## PASSAGE EXTRAIT

####################

11.Le Comité accueille avec satisfaction l’adoption par l’État partie de la loi de 2015 relative à la protection internationale, qui introduit une procédure unique d’évaluation des demandes d’asile et de protection subsidiaire, et les informations fournies par l’État partie pendant le dialogue selon lesquelles les demandeurs d’asile ne sont placés en détention qu’à titre exceptionnel, mais il constate encore avec préoccupation que les immigrants placés en détention, y compris les personnes qui ont besoin d’une protection internationale, sont toujours détenus, dans un certain nombre de prisons et de postes de police, avec des personnes en détention provisoire et des condamnés et que l’État partie n’a pas donné suite à son projet d’ouverture d’un centre réservé à la détention d’immigrants à l’aéroport de Dublin. Le Comité regrette que l’État partie n’ait pas fourni les informations demandées sur le nombre de personnes à qui l’autorisation d’entrer sur le territoire a été refusée et qui n’ont par conséquent pas pu entrer dans le pays en tant que demandeurs d’asile en 2016, ventilées par pays d’origine. Le Comité rappelle que les personnes qui n’ont pas été autorisées à entrer sur le territoire devraient avoir accès à une aide juridique et à des services d’interprétation avant d’être renvoyées vers leur point d’embarquement pour l’Irlande (art. 3, 11, 12, 13 et 16).

12. L ’ État partie devrait  :

a) Consacrer dans sa législation le principe selon lequel les demandeurs d ’ asile ne devraient être placés en détention qu ’ en dernier ressort, pour la période la plus courte possible et dans des structures adaptées à leur statut ;

b) Mettre en place un mécanisme officiel d ’ examen de la vulnérabilité pour les victimes de torture et les autres personnes ayant des besoins spéciaux et offrir à ces personnes des soins et une protection pour éviter un nouveau traumatisme, y compris pendant les procédures relatives à la protection internationale ;

c) Allouer des ressources financières suffisantes pour que toutes les personnes qui font l ’ objet de la procédure unique prévue par la loi relative à la protection internationale aient accès en temps voulu à des services médico-légaux qui attestent les faits de torture, veiller à ce que tous les réfugiés qui ont été torturés puissent bénéficier de services de réadaptation spécialisés accessibles dans tout le pays et appuyer et former le personnel qui travaille avec des demandeurs d ’ asile ayant des besoins spéciaux ;

d) Veiller à ce que les personnes détenues à des fins d ’ immigration ne soient pas détenues avec des personnes en détention provisoire ou avec des condamnés, soient informées de leur situation dans une langue qu ’ elles comprennent et aient un accès effectif à des conseils juridiques et à la procédure de demande d ’ une protection internationale ;

e) Veiller à ce que toutes les personnes auxquelles l ’ entrée sur le territoire est refusée aient accès à des conseils et à des informations juridiques concernant la protection internationale dans une langue qu ’ elles comprennent et faire figurer dans le prochain rapport périodique qui sera soumis au Comité des données sur les pays d ’ origine des personnes auxquelles l ’ entrée sur le territoire a été refusée et sur leur point d ’ embarquement pour l ’ État partie, vers lequel elles ont été renvoyées.

####################

## CONSIGNE DE TRAVAIL 1
Reformulez sous forme de liste le paragraphe du passage sur les demandeurs d'asile qui commence par « Le Comité accueille avec satisfaction », en gardant ses faits principaux.
## CONSIGNE DE TRAVAIL 2
Veuillez poursuivre le passage sur les demandeurs d'asile à la suite de sa dernière phrase.

####################

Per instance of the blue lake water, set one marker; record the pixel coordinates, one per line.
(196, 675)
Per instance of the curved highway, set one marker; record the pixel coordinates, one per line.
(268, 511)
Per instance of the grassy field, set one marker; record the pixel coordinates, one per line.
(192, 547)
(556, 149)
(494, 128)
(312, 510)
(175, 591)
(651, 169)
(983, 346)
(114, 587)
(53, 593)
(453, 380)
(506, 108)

####################

## ESPACE DE RÉPONSE 1
- Le Comité salue la loi de 2015 relative à la protection internationale, qui instaure une procédure unique d'évaluation des demandes d'asile et de protection subsidiaire.
- Il prend note de l'information, donnée pendant le dialogue, selon laquelle les demandeurs d'asile ne sont détenus qu'à titre exceptionnel.
- Il s'inquiète que les immigrants détenus, y compris ceux qui ont besoin d'une protection internationale, soient toujours détenus dans des prisons et des postes de police avec des prévenus et des condamnés.
- Il constate que l'État partie n'a pas donné suite à son projet de centre de détention pour immigrants à l'aéroport de Dublin.
- Il regrette l'absence des données demandées, ventilées par pays d'origine, sur le nombre de personnes auxquelles l'entrée sur le territoire a été refusée et qui n'ont donc pas pu entrer comme demandeurs d'asile en 2016.
- Il rappelle que ces personnes devraient avoir accès à une aide juridique et à des services d'interprétation avant d'être renvoyées vers leur point d'embarquement pour l'Irlande (art. 3, 11, 12, 13 et 16).

## ESPACE DE RÉPONSE 2
Formation

13.Le Comité est préoccupé par l’absence de formation spécifique pour les agents de l’État sur l’interdiction absolue de la torture et sur la prise en charge des victimes de violence sexiste, y compris la violence familiale et la violence sexuelle, et par le manque de programmes de formation sur la manière de constater les blessures et les autres conséquences d’actes de torture et de mauvais traitement sur la santé, qui soient fondés sur le Manuel pour enquêter efficacement sur la torture et autres peines ou traitements cruels, inhumains ou dégradants (Protocole d’Istanbul) (art. 10).

14. L ’ État partie devrait  :

a) Rendre obligatoire la formation aux dispositions de la Convention et à l ’ interdiction absolue de la torture, ainsi qu ’ aux méthodes d ’ interrogatoire non coercitives, pour les agents de l ’ État, en particulier les membres de la police et du personnel pénitentiaire, y compris les forces de défense, ainsi que pour tous les autres fonctionnaires qui ont affaire à des personnes privées de liberté ;

b) Prévoir des formations obligatoires sur la violence sexiste et la violence familiale pour la police et les autres agents chargés de faire appliquer la loi, les travailleurs sociaux, les avocats, les procureurs, les juges et les autres fonctionnaires qui s ’ occupent de victimes de violences sexistes, y compris la violence familiale et la violence sexuelle ;

c) Faire figurer dans les matériels de formation pertinents pour les agents chargés de faire appliquer la loi et les autres fonctionnaires des informations sur la Convention et sur l ’ interdiction absolue de la torture ;

d) Veiller à ce que le Protocole d ’ Istanbul soit un élément essentiel de la formation de tous les professionnels de la médecine et des agents de l ’ État qui travaillent avec des personnes privées de liberté ;

e) Recueillir systématiquement des informations sur la formation des agents de l ’ État et des membres des forces de l ’ ordre et élaborer et mettre en œuvre des méthodes spécifiques visant à évaluer l ’ efficacité de la formation et ses effets en matière de réduction de l ’ incidence de la torture.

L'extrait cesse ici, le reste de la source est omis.